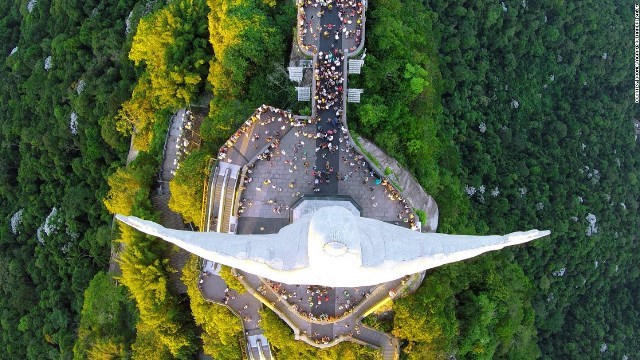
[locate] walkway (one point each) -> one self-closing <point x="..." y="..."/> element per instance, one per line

==

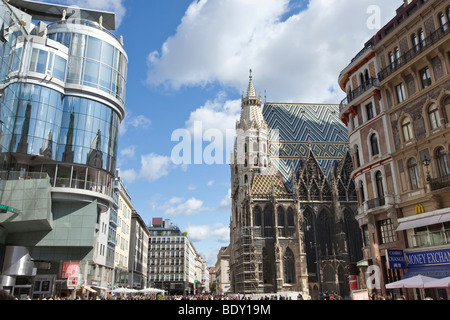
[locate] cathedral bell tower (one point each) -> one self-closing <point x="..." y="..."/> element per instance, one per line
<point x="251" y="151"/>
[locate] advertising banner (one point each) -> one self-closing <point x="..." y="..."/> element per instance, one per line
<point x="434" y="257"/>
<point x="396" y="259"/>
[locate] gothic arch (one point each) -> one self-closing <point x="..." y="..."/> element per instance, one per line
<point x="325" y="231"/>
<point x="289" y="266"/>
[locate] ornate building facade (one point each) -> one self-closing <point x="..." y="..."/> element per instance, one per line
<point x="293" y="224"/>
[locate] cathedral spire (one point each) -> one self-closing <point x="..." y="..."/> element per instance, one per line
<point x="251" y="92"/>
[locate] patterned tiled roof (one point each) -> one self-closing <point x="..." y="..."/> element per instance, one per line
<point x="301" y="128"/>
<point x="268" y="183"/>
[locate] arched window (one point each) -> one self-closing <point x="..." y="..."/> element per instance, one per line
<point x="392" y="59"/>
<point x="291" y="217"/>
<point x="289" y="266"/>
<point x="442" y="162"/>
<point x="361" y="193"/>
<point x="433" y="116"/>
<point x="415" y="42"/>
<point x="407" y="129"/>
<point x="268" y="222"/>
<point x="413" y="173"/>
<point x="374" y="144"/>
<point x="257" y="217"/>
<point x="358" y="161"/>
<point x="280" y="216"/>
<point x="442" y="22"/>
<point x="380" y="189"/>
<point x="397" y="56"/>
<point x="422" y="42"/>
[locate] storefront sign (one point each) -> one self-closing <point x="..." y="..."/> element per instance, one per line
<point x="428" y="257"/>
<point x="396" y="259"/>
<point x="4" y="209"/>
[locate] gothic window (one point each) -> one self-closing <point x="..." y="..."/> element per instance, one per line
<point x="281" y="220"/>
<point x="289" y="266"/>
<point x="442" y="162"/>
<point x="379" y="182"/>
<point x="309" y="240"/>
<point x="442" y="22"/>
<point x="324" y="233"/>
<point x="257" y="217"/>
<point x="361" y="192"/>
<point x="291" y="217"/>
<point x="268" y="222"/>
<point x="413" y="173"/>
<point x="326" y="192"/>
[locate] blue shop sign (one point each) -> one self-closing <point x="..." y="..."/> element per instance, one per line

**Activity:** Write out only the lines that run from the line containing "[locate] gothic window" through the line containing "[locate] blue shop", both included, exactly as they appear above.

**Result below:**
[locate] gothic window (one point each) -> one self-closing <point x="..." y="..."/> element per instance, one per line
<point x="281" y="220"/>
<point x="289" y="266"/>
<point x="442" y="162"/>
<point x="379" y="182"/>
<point x="309" y="240"/>
<point x="442" y="22"/>
<point x="324" y="233"/>
<point x="257" y="217"/>
<point x="361" y="192"/>
<point x="291" y="217"/>
<point x="268" y="222"/>
<point x="413" y="173"/>
<point x="326" y="192"/>
[locate] blue shop sign (one point each) -> one self-closing <point x="..." y="..."/> element per instance, one per line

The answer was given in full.